• **AIM**
Reproduce every line of the records below without changing anything. Leave out the pictures.

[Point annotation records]
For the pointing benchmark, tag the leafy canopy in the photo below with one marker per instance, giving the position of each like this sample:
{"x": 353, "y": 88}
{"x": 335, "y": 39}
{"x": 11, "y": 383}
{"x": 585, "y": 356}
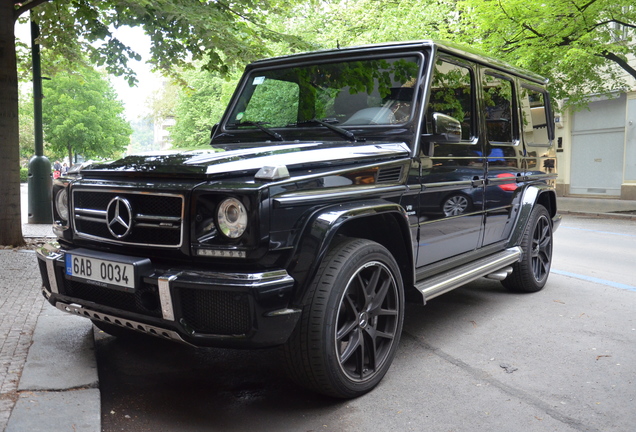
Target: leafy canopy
{"x": 81, "y": 115}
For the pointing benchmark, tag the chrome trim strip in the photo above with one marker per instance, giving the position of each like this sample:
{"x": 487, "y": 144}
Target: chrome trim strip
{"x": 121, "y": 322}
{"x": 447, "y": 281}
{"x": 336, "y": 193}
{"x": 157, "y": 225}
{"x": 91, "y": 212}
{"x": 167, "y": 310}
{"x": 256, "y": 280}
{"x": 281, "y": 312}
{"x": 159, "y": 218}
{"x": 90, "y": 219}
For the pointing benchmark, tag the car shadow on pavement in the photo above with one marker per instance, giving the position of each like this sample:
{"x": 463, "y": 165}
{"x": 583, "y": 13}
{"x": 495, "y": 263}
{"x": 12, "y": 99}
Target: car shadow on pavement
{"x": 151, "y": 384}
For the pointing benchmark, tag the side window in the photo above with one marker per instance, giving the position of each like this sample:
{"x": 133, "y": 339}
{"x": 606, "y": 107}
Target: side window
{"x": 452, "y": 94}
{"x": 534, "y": 112}
{"x": 498, "y": 109}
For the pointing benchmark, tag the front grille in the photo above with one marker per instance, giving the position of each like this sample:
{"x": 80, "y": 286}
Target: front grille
{"x": 145, "y": 299}
{"x": 132, "y": 218}
{"x": 215, "y": 312}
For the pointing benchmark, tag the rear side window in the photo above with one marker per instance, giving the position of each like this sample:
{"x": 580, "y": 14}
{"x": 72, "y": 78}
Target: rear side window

• **EXERCISE SOLUTION**
For the pointing benchmark, tag the leafy canopy in the photo below with one marker per instance, giving the position of each like this sample:
{"x": 353, "y": 88}
{"x": 335, "y": 39}
{"x": 11, "y": 383}
{"x": 585, "y": 356}
Target: leafy canopy
{"x": 81, "y": 115}
For the pointing benchmark, tag the chrome trim strip in the photo above with one marker per instance, giving the position of each like this sample:
{"x": 487, "y": 144}
Target: chrome trim strip
{"x": 121, "y": 322}
{"x": 447, "y": 281}
{"x": 336, "y": 193}
{"x": 157, "y": 225}
{"x": 91, "y": 212}
{"x": 167, "y": 310}
{"x": 256, "y": 280}
{"x": 281, "y": 312}
{"x": 159, "y": 218}
{"x": 90, "y": 219}
For the pointing benchmark, tag the car shadow on pavement in the photo above with one marker per instance, giving the position of each like this sample:
{"x": 463, "y": 165}
{"x": 583, "y": 13}
{"x": 495, "y": 263}
{"x": 12, "y": 99}
Target: car shadow on pavement
{"x": 151, "y": 384}
For the pointing benchmark, tag the side window in the photo above with one marker per instance, giving the position of each like this sample:
{"x": 133, "y": 339}
{"x": 606, "y": 107}
Target: side window
{"x": 452, "y": 94}
{"x": 534, "y": 112}
{"x": 498, "y": 109}
For the pointing benchmark, tag the front grille in the photo above with one marker per instance, giving the position of each like this sample:
{"x": 80, "y": 286}
Target: front grille
{"x": 145, "y": 299}
{"x": 132, "y": 218}
{"x": 215, "y": 312}
For the pointing benchmark, tag the rear side window in the photo above with one marker per instance, giving the position of each like this sample:
{"x": 580, "y": 14}
{"x": 72, "y": 78}
Target: rear side window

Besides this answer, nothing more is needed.